» **YOUR INSTRUCTIONS**: Copy out the records starting at the line that has "of the backstop" and stopping after the line that has "column 276, row 227". Substitute "central point" for "innermost point" and leave everything else unchanged.

** Begin DATA SUPPLIED **

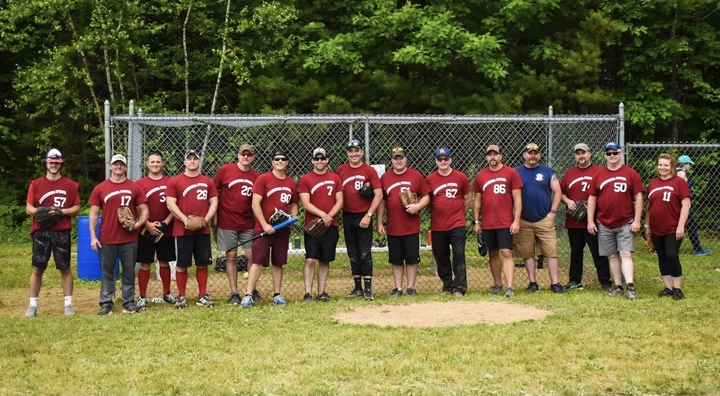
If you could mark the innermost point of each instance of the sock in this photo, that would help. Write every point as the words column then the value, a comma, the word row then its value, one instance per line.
column 143, row 278
column 165, row 278
column 202, row 275
column 368, row 283
column 182, row 282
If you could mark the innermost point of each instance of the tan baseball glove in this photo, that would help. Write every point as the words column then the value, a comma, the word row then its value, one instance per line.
column 195, row 223
column 408, row 197
column 316, row 228
column 126, row 217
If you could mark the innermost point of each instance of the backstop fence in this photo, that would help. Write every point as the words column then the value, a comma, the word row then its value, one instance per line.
column 219, row 136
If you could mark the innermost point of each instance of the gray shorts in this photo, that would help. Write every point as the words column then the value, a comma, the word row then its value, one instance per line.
column 612, row 241
column 229, row 240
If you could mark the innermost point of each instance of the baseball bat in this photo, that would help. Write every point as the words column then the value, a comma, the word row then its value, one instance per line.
column 276, row 227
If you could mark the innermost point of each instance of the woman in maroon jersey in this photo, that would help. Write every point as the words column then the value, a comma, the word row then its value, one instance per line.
column 667, row 214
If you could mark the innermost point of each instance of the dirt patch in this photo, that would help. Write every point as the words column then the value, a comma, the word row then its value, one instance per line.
column 432, row 314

** End DATA SUPPLIED **

» **ANSWER**:
If you could mark the central point of each instance of the backstop fence in this photo, that would help. Write every point as the words column then the value, a comma, the word row then its value, one instance per line.
column 219, row 136
If you could mark the central point of each instance of the gray shorts in this photo, that would help. Write every point as the words column then the value, a comma, the word row then its value, one instance per line.
column 612, row 241
column 229, row 240
If you could mark the central point of each instance of the baseball bat in this photo, that would help. Write every point as the words column then the value, a comma, the word row then its value, one instance per line.
column 276, row 227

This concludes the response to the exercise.